# Start of Text to read

What are readers supposed to do with this?
Biblical and theological illiteracy leaves people incredibly vulnerable to self-platformed leaders who present their opinions as God endorsed, using copious Bible verses to gain credibility, and routinely use theological terms without defining them. In Tripp’s book, unnamed stowaway doctrines like penal substitutionary atonement and total depravity effectively catechize parents (who, remember, likely are reading because they desire parenting help) into specific and arguably myopic theologies.
The end result is problematic because of the inaccurate or incomplete doctrine it pushes *and also* because of what it neglects. It is embarrassing how easily Christian parenting books coopt deep theological mysteries like the cross and atonement for their own ends. I couldn’t help but reflect how Fleming Rutledge spills 600+ pages of ink in an attempt to plumb these depths in her outstanding book The Crucifixion: Understanding the Death of Jesus Christ. A brief skim of the table of contents can show us how the multiplicity of rich biblical motifs offers us beginner vocabulary for something beyond our ability to name.
Is it acceptable to utilize the theological mysteries of the Christian faith in order to baptize personal opinions about modern parenting practices? And, anthropologically speaking, if one was going to rip a prooftexted opening from an epistle, why not Paul’s greeting to the church in Ephesus? Or Corinth?
What a markedly different anthropological starting point if we begin to expand our starting lens:
Which again highlights how selective reading leaves us all the poorer. Perhaps you may be thinking that, given Tripp’s publication timeline, this is a problem in our past, that today’s standards are up to date.
Unfortunately, no. In fact, I’d argue that the Christian parenting experts of earlier decades were proto-influencers simply ahead of the curve of the current flood of self-platformed teachers and pastors who utilize theological and biblical takes to speak omnicompetently into every area of a believer’s life. Case in point: as I was writing this article today, someone on instagram shared a page from the NIV Adventure Bible. Have a look:
This scandalously inaccurate study note ignores Jesus’ direct explanation in the text, inserts a supposition regarding “right away” obedience that supports modern Christian parenting ideals, is ironically dangerous given the broader context of Matthew 18, and left me shaking my head, given how Jesus’ Parable of the Two Sons suggests that parents might at least be given permission to stop chanting “delayed-obedience-is-disobedience” at our children.

# End of Text to read

**Complete the following:**
1 > In the passage on Christian parenting books, which book by Fleming Rutledge does the writer mention?
2 > Carry on the passage about Christian parenting books, picking up right after its final sentence.

# Start of Entries supplied

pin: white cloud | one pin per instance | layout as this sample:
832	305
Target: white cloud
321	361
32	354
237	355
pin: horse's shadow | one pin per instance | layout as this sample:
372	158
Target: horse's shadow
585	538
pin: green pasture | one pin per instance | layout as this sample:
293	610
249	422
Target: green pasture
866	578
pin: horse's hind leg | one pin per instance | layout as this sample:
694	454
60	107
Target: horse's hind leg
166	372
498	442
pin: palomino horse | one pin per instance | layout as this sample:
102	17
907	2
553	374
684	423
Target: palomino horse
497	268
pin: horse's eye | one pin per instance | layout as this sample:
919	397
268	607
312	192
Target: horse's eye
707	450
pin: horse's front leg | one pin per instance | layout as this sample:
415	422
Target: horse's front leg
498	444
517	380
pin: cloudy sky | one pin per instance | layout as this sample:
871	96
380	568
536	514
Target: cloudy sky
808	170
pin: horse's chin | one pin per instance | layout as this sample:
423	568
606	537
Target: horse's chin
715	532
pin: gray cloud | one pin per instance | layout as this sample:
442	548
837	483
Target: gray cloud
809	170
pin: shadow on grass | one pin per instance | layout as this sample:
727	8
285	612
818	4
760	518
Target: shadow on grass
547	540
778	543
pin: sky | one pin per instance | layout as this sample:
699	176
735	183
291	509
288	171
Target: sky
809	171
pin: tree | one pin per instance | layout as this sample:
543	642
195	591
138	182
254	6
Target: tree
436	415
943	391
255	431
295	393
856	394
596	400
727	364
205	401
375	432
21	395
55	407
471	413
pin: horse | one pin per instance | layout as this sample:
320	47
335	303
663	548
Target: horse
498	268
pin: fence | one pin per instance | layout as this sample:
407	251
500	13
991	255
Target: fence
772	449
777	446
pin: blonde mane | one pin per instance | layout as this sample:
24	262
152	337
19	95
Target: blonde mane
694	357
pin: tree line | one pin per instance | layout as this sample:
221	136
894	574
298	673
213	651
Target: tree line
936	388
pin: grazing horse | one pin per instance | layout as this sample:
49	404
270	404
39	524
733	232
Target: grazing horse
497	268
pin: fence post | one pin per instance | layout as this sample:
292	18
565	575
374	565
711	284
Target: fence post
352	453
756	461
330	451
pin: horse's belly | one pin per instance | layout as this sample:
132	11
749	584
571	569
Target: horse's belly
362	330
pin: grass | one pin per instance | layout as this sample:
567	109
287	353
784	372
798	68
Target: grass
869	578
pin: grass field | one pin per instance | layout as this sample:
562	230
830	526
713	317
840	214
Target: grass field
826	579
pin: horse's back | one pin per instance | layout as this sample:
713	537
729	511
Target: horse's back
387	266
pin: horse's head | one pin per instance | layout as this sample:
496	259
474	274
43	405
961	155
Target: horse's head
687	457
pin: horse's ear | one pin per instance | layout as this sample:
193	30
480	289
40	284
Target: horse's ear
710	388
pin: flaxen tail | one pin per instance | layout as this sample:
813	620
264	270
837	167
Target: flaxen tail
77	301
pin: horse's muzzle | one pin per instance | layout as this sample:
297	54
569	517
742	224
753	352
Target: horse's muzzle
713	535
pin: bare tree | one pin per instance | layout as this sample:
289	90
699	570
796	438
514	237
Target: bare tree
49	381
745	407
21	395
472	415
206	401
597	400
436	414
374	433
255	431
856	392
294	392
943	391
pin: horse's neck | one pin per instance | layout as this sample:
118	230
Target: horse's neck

# End of Entries supplied

**Outputs:**
1 > The Crucifixion: Understanding the Death of Jesus Christ

2 >
So what are we to make of all of this? Well, much can be said about how insufficient a nouthetic approach to parenting is, both in its insistence that the pages of Scripture exclusively and comprehensively speak to every area of family life and the inevitable manipulation of the biblical text that results. The book I’m currently writing will include a thorough consideration of the exponential impact of this on the generations formed under its steady drumbeat. For now, I’d like to consider what Tripp’s interpretive choices reveal.
The anthropological focus on humans as sinners, the application of negatively framed adult behaviors to children’s hearts, the call to continual spiritual introspection—all reveal a preferred understanding of God. It’s one that hides in the garden doubting God’s goodness, wanders through a wilderness cowering under a belief that God means people harm, comes alongside the steward who buries the grace of a God he deems harsh and cruel.
Perhaps no iconoclast can shatter the religiosity of Bible-verse-saturated self-help books except an encounter with God Himself. And praise the glorious riches of His grace, the biblical narrative reveals a God who intentionally pursues fallen humanity, inviting us out of our hiding and self-loathing and into His transformative presence. In the garden, He provides clothing and promised restoration. In the wilderness, God makes a way to tabernacle among unclean people, teaching them by His miraculous works and Word that He is not like the treacherous and capricious deities we long to worship. Instead, He carries His people as a father does a son.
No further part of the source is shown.